Document text
*** Begin section ***

I married my husband Kris when I was 25. Like many Christian couples, engagement and marriage came fast which came with its own set of blessings and challenges. And, at age 34 I am still figuring out how to be a Godly wife, and that’s ok. I grew up in a time in culture that focused on the importance of individualism within the feminine experience. Phrases like, “I’m a strong independent woman,” and “I don’t need a man,” were common in my cultural experience as a woman. I carried this mentality into marriage.
But then everything changed
One night my husband and I were cleaning up after dinner and we began to talk about our life. I said, “I don’t need you. I’m perfectly capable of taking care of myself, but I choose you.” My husband’s next words were filled with so much love and conviction that they forever shaped my understanding of femininity and pursuit. “I need you. I love you. And, I choose you. It’s ok to need someone.”
His words were filled with so much grace and love. I never questioned my perspective on my role as a woman or wife until that moment. I boasted interdependence but what I was living out was independence apart from my husband. I made it my mission, for the first time, to study what God says about being a Godly wife.
What I discovered would forever change my life and the life of my family
Two biblical passages stuck out to me: Ephesians 5 and 1 Corinthians 13.
Ephesians 5 gives context on how to create a biblical marriage
- To respect Christ, husbands and wives should submit to each other. (21)
- Wives should submit themselves to their husbands like they submit to God. (22)
- Husbands are the leaders of the household and wives are the glue. (23-24)
- Husbands are to love their wives, to protect and sacrifice for them just like Christ loved and sacrificed for the body of Christ. (25)
- Husbands are to spiritually guide their wives, and to love her the way God loves the Church. (28)
- Husbands are to love their wives the way they value and love themselves. They are to feed and care for her, provide for her, and aim to love their wives the way Christ loves the Church. (28-30)

*** End section ***

Supplied material
*** Begin section ***

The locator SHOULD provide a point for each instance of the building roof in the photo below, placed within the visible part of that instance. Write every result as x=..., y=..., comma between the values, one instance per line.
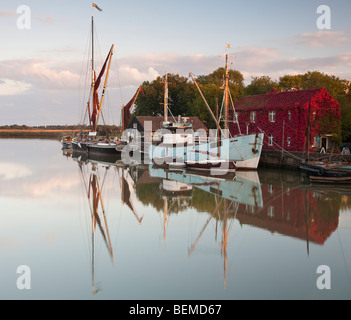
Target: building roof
x=157, y=122
x=275, y=100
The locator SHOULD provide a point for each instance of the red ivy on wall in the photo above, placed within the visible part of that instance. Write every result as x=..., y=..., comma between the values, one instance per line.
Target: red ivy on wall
x=291, y=116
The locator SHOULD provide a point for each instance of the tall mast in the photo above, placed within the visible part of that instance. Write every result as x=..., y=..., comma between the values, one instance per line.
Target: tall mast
x=226, y=95
x=165, y=102
x=92, y=61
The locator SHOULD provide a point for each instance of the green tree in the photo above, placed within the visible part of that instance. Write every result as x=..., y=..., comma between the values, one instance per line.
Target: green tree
x=151, y=103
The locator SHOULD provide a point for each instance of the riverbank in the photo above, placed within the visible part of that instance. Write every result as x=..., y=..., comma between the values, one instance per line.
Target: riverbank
x=36, y=133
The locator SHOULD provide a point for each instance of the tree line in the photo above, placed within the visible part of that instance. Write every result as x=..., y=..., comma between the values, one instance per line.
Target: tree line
x=185, y=99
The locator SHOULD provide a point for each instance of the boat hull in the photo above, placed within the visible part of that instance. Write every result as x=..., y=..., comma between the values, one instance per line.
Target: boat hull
x=244, y=150
x=323, y=171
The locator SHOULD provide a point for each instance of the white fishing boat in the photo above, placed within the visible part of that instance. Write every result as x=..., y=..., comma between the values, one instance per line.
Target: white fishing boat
x=180, y=143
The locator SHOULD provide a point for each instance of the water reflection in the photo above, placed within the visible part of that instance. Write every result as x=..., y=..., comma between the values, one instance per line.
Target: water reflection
x=271, y=200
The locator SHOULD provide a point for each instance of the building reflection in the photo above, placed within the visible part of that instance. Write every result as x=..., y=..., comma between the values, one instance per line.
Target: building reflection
x=276, y=201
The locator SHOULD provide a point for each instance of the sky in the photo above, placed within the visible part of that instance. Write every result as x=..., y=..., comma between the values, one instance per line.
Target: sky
x=44, y=56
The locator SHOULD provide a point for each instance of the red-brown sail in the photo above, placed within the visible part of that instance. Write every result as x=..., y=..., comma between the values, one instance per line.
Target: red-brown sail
x=126, y=110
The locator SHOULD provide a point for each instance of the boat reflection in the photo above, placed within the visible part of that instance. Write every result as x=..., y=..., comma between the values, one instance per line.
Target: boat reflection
x=93, y=173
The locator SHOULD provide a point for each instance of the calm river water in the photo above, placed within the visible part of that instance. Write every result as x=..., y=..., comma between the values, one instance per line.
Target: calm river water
x=76, y=229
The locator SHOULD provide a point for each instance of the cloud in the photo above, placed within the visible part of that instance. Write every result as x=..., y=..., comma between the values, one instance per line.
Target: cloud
x=11, y=87
x=9, y=171
x=7, y=13
x=27, y=73
x=322, y=39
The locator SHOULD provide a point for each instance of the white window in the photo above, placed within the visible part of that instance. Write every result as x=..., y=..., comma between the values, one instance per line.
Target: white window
x=271, y=116
x=253, y=116
x=270, y=140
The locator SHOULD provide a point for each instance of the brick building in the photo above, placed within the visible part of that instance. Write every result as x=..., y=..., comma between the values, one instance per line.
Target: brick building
x=283, y=117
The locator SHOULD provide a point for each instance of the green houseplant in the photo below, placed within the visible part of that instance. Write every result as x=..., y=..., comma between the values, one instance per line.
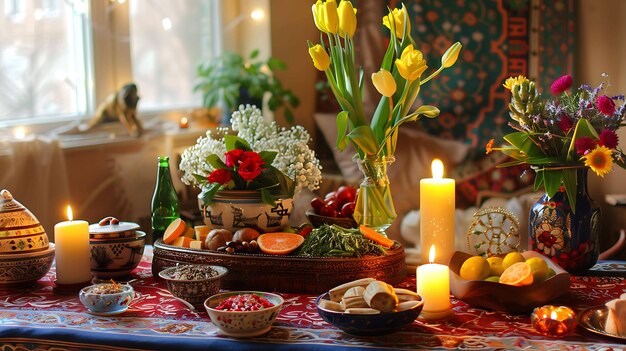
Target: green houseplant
x=232, y=80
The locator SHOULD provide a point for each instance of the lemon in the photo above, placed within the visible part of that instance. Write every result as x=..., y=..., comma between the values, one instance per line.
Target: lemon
x=475, y=268
x=495, y=265
x=539, y=267
x=512, y=258
x=518, y=274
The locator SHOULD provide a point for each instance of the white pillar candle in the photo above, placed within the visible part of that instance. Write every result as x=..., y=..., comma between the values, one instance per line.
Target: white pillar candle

*** End section ***

Prompt 1
List every verse reference given in parentheses in the text on being a Godly wife.
Prompt 2
According to the text on being a Godly wife, how old was the writer when marrying Kris?
Prompt 3
Reproduce the text on being a Godly wife from "His words were" up to and including "of Christ. (25)".

Answer box 1
21, 22, 23-24, 25, 28, 28-30

Answer box 2
25

Answer box 3
His words were filled with so much grace and love. I never questioned my perspective on my role as a woman or wife until that moment. I boasted interdependence but what I was living out was independence apart from my husband. I made it my mission, for the first time, to study what God says about being a Godly wife.
What I discovered would forever change my life and the life of my family
Two biblical passages stuck out to me: Ephesians 5 and 1 Corinthians 13.
Ephesians 5 gives context on how to create a biblical marriage
- To respect Christ, husbands and wives should submit to each other. (21)
- Wives should submit themselves to their husbands like they submit to God. (22)
- Husbands are the leaders of the household and wives are the glue. (23-24)
- Husbands are to love their wives, to protect and sacrifice for them just like Christ loved and sacrificed for the body of Christ. (25)